▶ [Supplied data]
* START *
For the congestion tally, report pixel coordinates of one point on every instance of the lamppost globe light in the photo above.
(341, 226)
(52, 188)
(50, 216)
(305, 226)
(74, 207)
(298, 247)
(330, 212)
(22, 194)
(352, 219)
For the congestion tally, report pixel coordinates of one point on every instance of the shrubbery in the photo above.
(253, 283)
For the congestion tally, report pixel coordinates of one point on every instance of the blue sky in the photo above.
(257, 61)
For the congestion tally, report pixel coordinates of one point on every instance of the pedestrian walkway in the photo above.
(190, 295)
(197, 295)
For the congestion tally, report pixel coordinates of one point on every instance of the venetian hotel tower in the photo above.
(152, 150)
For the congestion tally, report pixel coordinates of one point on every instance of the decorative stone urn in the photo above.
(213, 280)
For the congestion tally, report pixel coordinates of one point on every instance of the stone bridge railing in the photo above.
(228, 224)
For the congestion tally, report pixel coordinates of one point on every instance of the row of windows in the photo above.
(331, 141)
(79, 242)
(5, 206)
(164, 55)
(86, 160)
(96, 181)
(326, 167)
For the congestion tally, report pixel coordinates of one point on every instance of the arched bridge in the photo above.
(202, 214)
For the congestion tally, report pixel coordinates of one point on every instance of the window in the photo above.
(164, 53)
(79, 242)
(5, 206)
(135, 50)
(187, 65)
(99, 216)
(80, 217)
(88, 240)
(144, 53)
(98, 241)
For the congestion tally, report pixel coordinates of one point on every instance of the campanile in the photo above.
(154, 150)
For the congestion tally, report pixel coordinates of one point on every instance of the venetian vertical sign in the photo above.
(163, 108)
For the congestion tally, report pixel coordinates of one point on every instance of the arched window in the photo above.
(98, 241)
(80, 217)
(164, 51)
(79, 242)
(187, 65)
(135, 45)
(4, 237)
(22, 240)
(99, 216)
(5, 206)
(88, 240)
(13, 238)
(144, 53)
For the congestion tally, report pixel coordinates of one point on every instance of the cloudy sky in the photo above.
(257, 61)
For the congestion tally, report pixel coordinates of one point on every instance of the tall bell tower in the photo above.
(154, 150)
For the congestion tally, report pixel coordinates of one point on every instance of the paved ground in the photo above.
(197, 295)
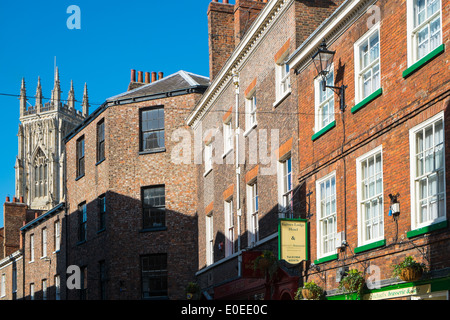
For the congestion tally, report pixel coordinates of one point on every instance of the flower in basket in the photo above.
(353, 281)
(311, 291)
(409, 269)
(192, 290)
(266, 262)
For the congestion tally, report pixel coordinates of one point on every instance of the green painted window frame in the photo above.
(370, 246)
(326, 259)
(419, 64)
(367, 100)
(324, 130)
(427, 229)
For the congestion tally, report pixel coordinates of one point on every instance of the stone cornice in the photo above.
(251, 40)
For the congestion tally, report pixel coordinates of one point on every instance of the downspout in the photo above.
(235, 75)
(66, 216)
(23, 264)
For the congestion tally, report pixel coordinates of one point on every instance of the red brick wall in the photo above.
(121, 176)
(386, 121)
* END *
* START *
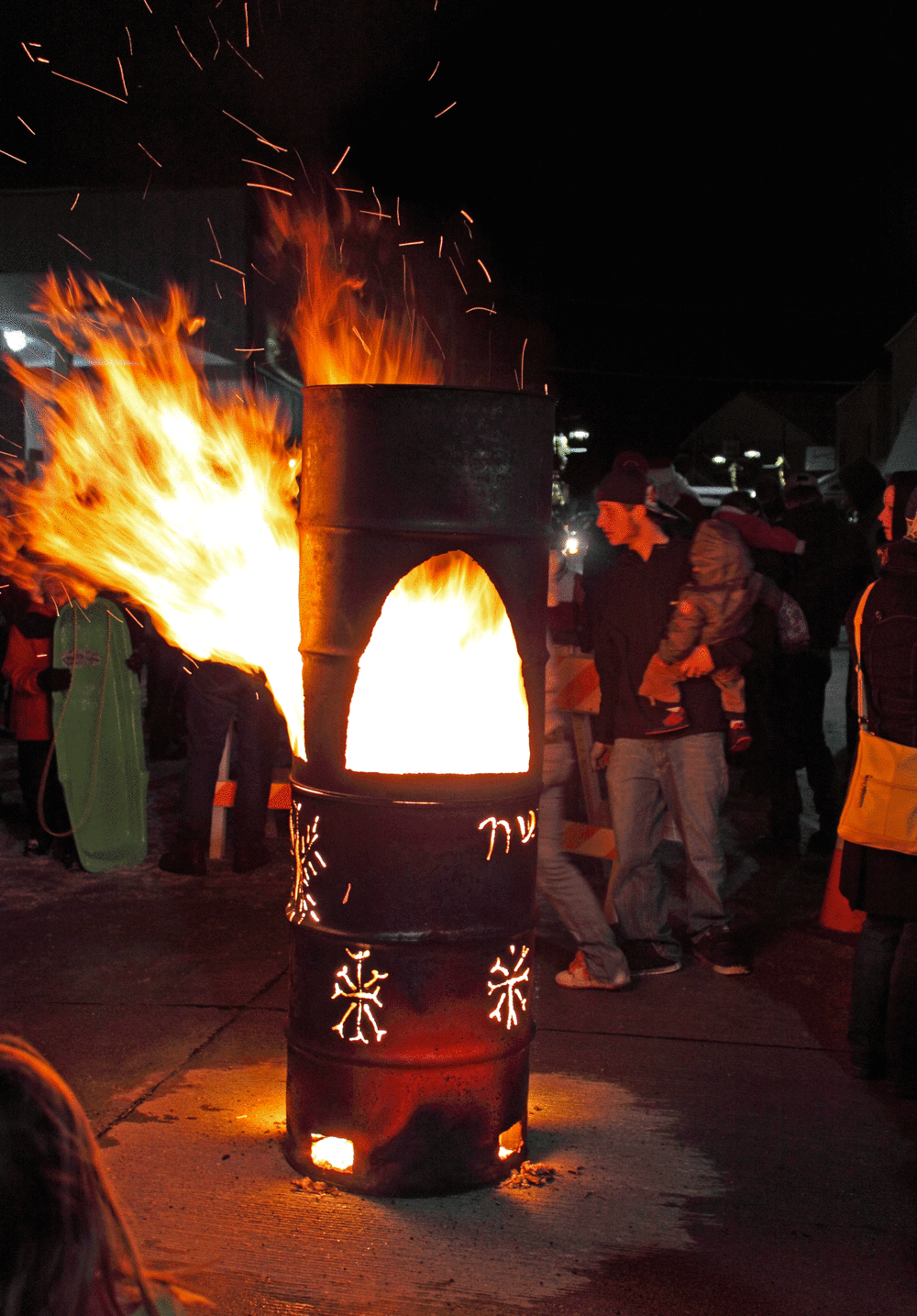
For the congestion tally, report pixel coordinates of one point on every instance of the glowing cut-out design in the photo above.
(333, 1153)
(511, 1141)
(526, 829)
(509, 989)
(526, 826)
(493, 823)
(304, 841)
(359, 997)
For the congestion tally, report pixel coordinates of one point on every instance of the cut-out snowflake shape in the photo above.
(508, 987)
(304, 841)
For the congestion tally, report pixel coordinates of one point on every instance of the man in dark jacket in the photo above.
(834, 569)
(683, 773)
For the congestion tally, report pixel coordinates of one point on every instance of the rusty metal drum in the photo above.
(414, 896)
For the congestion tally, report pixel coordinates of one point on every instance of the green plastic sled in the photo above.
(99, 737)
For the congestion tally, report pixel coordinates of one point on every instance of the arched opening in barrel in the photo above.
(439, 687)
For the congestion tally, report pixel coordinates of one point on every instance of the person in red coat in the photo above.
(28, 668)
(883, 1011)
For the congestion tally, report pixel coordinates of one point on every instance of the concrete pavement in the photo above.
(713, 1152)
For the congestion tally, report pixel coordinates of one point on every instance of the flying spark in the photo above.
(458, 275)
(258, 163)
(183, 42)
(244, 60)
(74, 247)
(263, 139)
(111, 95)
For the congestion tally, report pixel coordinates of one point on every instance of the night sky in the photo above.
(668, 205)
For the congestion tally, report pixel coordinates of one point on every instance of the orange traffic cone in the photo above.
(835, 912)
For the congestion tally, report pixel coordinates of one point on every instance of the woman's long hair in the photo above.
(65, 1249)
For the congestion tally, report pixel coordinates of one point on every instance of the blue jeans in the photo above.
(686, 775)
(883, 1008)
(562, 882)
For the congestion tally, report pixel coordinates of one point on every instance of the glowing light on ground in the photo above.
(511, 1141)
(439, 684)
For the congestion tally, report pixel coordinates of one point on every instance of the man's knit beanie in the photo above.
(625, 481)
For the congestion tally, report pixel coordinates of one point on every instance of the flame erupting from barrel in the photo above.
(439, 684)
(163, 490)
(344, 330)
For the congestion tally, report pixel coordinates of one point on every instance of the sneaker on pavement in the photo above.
* END *
▶ [Instructions for the task]
Count the lines of the data above that contain the word "glowing", and give only the number.

▶ [Written answer]
2